[Begin Raw data]

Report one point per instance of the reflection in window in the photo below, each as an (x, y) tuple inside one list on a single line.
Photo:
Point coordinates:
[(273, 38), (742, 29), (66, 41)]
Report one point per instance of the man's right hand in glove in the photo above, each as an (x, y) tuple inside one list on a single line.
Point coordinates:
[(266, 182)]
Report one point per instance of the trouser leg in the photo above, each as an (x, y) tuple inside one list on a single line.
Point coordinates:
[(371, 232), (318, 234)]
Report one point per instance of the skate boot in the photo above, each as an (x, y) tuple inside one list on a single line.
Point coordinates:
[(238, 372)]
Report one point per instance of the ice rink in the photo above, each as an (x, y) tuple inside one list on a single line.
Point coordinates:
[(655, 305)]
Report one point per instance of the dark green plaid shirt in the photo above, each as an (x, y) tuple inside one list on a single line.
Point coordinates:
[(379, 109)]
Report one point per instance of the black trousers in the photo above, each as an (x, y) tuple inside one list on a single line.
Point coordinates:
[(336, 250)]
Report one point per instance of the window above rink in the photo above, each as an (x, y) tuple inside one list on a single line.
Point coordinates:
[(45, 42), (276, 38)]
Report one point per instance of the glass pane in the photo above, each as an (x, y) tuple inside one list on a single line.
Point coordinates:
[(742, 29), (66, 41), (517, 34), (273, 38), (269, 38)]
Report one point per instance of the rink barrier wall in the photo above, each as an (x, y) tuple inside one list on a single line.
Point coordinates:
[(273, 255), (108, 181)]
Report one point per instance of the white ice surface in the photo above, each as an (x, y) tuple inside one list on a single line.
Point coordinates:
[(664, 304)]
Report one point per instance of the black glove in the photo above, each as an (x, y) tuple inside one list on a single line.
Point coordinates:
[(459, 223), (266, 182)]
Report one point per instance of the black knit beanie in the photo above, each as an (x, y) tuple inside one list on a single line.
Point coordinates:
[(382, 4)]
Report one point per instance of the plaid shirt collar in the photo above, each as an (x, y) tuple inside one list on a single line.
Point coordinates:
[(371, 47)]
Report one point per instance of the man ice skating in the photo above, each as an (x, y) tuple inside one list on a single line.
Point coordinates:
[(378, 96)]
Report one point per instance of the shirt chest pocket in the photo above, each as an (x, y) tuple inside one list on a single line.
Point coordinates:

[End Raw data]
[Begin Raw data]

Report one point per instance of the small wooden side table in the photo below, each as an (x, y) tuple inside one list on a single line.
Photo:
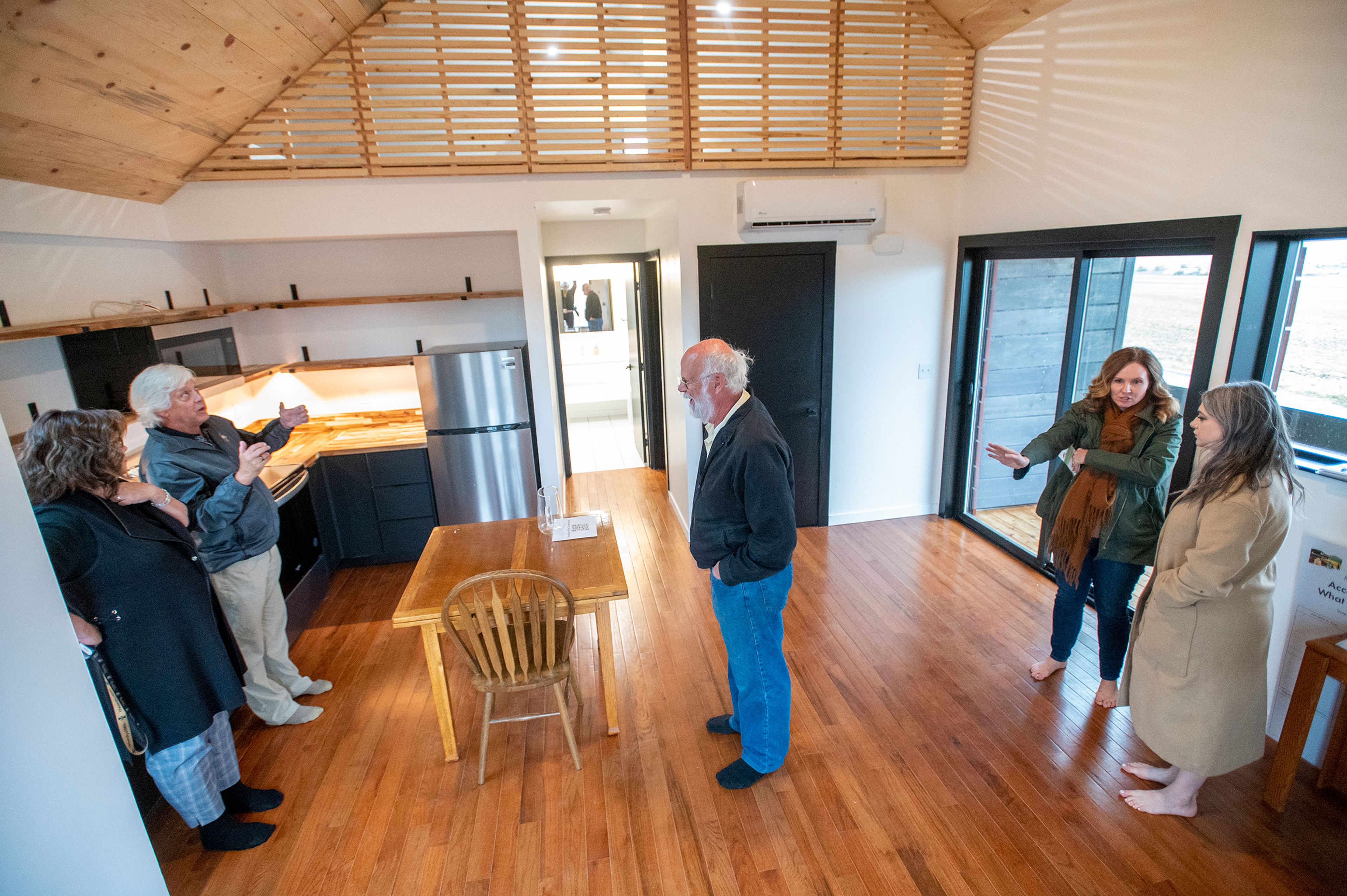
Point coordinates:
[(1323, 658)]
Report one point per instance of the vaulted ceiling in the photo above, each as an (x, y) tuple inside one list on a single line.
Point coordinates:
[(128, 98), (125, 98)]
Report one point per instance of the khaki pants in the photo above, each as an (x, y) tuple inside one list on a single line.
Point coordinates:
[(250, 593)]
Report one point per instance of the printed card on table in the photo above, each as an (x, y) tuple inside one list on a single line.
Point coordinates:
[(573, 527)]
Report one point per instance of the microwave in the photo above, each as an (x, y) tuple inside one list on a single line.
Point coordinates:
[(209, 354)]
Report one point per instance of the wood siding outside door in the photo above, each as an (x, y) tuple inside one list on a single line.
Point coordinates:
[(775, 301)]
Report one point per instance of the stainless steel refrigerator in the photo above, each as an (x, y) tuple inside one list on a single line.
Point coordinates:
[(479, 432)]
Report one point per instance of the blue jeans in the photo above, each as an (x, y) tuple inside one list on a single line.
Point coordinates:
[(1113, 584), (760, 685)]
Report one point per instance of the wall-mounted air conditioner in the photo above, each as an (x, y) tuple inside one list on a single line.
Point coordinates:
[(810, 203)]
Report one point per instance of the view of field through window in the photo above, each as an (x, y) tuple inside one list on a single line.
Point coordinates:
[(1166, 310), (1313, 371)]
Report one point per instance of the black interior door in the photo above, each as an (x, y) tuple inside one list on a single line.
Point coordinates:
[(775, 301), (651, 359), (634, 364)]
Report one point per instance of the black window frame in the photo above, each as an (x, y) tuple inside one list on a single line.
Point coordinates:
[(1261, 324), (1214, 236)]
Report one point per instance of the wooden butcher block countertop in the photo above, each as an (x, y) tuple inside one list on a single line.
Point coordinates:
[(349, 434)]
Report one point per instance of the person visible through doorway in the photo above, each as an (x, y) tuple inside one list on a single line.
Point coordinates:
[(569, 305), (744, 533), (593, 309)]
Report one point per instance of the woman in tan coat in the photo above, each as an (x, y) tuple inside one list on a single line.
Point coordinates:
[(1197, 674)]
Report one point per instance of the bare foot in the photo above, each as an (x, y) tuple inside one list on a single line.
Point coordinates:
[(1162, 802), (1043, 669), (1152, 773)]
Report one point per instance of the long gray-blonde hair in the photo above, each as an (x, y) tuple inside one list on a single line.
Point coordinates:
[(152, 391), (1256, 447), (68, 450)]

[End Raw data]

The exercise = Could you rewrite the rows from the line containing "Report one point per instance of the reflection" through the line containing "[(238, 372)]", both ends included and requests kept, with each point coordinate in the answers multiplied by 0.45 and rounded to a whole number, halves going up? Return only those rows.

Task response =
Report one point per instance of the reflection in window in the photo below, each as an (x, y) tuple inside one list on a single line.
Photo:
Point coordinates:
[(123, 17), (334, 13), (30, 18)]
Report one point per instance of the man's right hand in glove in the photo above, each as an (x, y) tuple inside one list on a single line.
Point coordinates:
[(120, 82)]
Report one point per instance of the trouser leg in the photo above, each as an (x, y) tuple inside one list on a single line.
Point coordinates:
[(167, 104), (143, 105)]
Report one point per instance of the skate boot in the photo above, each as an (x, y) tuple inside one list on a single line.
Point coordinates:
[(107, 167)]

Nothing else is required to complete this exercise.